Passage provided below:

A Michigan company is recalling an Inspired Organics peanut butter alternative in the U.S. and Canada because laboratory tests detected Listeria monocytogenes in the product.
Lipari Foods has been distributing the product since April 2018, according to the company’s recall notice on the Food and Drug Administration’s website.
Lipari Foods LLC, based in Warren, MI, shipped the Inspired Organics brand organic sunflower butter to retail stores and unspecified foodservice operations in Florida, Illinois, Indiana, Kentucky, Michigan, Minnesota, Missouri, New York, Ohio, Pennsylvania, Tennessee, West Virginia, Wisconsin, and the Canadian province of Ontario.
Consumers can identify the 16-ounce jars of Inspired Organics sunflower butter by looking for the following label information:
- Lipari item number 967064;
- Best-by date of 10/2019;
- Lot number 99; and
- UPC number 863669742526.
As of Dec. 11, no confirmed illnesses had been reported in relation to the recalled sunflower butter spread, which can be used as a peanut butter alternative.
“This was brought to our attention by the Michigan Department of Agriculture and Rural Development (MDARD) after product testing returned positive test results for potential for Listeria monocytogenes,” according to the recall notice.
“We are working closely with the manufacturer, MDARD, and the Food and Drug Administration to understand the cause of the situation and ensure that all affected product has been pulled from commerce.”
No one should eat the recalled sunflower butter. Consumers and foodservice operators, such as restaurants, hospital and school kitchens, should discard the product or return it to the point of purchase. Consumers with questions should call customer service at 800-729-3354.

End of Passage provided.
Listed records below:

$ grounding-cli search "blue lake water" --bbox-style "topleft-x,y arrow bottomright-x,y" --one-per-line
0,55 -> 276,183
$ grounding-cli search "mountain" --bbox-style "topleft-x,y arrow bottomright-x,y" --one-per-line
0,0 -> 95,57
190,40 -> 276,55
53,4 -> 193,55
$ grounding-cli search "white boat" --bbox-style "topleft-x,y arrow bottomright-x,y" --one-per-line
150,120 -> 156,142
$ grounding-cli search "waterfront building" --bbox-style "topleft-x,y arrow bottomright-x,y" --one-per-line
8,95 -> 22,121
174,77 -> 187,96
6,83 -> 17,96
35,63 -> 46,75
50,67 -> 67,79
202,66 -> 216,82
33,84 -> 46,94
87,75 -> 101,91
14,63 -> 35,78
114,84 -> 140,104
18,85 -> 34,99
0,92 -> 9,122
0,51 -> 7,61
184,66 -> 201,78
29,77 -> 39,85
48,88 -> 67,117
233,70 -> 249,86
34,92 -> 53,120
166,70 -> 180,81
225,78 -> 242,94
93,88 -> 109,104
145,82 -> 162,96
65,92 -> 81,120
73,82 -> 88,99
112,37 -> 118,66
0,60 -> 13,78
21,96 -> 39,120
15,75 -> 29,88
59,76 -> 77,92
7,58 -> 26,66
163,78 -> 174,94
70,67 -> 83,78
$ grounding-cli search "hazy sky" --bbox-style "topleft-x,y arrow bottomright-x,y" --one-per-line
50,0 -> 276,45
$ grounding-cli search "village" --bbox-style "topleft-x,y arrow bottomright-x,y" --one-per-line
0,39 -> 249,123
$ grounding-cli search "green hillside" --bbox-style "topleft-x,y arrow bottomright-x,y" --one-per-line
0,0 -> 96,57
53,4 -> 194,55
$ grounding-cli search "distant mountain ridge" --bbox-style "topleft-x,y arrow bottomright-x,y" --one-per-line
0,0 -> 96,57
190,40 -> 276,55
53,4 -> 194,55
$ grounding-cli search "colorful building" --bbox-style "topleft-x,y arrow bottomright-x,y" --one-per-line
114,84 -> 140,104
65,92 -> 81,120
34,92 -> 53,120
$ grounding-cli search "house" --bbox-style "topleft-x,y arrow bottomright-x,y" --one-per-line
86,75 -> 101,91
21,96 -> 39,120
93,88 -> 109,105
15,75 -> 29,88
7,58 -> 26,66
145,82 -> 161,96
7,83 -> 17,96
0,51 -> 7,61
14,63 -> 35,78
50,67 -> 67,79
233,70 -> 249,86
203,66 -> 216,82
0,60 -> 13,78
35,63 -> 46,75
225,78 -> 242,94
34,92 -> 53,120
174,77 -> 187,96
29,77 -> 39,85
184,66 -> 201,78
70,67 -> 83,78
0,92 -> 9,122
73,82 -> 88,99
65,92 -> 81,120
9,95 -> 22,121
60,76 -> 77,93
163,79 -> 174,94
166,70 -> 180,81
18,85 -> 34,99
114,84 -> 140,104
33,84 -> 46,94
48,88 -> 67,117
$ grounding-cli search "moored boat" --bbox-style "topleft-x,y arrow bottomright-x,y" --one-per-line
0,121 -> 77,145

End of Listed records.

# [Task instructions]
A - Answer each question from the sunflower butter recall report.
(i) In what city is Lipari Foods LLC based?
(ii) What lot number appears on the recalled jars?
(iii) Which state agency brought the problem to the company's attention?
B - Recast the paragraph of the sunflower butter recall report that begins "No one should eat" as a short list that keeps its main facts.
C - Extend the sunflower butter recall report by writing the next part, starting right after its final sentence.
The material plays no part in the work here.

# [Expected outputs]
A -
(i) Warren, MI
(ii) 99
(iii) The Michigan Department of Agriculture and Rural Development (MDARD)

B -
- No one should eat the recalled sunflower butter.
- Consumers and foodservice operators, such as restaurants and hospital and school kitchens, should discard it or return it to the place of purchase.
- Consumers with questions can call customer service at 800-729-3354.

C -
Advice to consumers
Food contaminated with Listeria monocytogenes may not look or smell spoiled but can still cause serious and sometimes life-threatening infections. Anyone who has eaten any of the recalled product and developed symptoms of Listeria infection should seek medical treatment and tell their doctors about the possible Listeria exposure.
Also, anyone who has eaten any of the recalled product should monitor themselves for symptoms during the coming weeks because it can take up to 70 days after exposure to Listeria for symptoms of listeriosis to develop.
Symptoms of Listeria infection can include vomiting, nausea, persistent fever, muscle aches, severe headache and neck stiffness. Specific laboratory tests are required to diagnose Listeria infections, which can mimic other illnesses.
Pregnant women, the elderly, young children, and people such as cancer patients who have weakened immune systems are particularly at risk of serious illnesses, life-threatening infections and other complications. Although infected pregnant women may experience only mild, flu-like symptoms, their infections can lead to premature delivery, infection of the newborn or even stillbirth.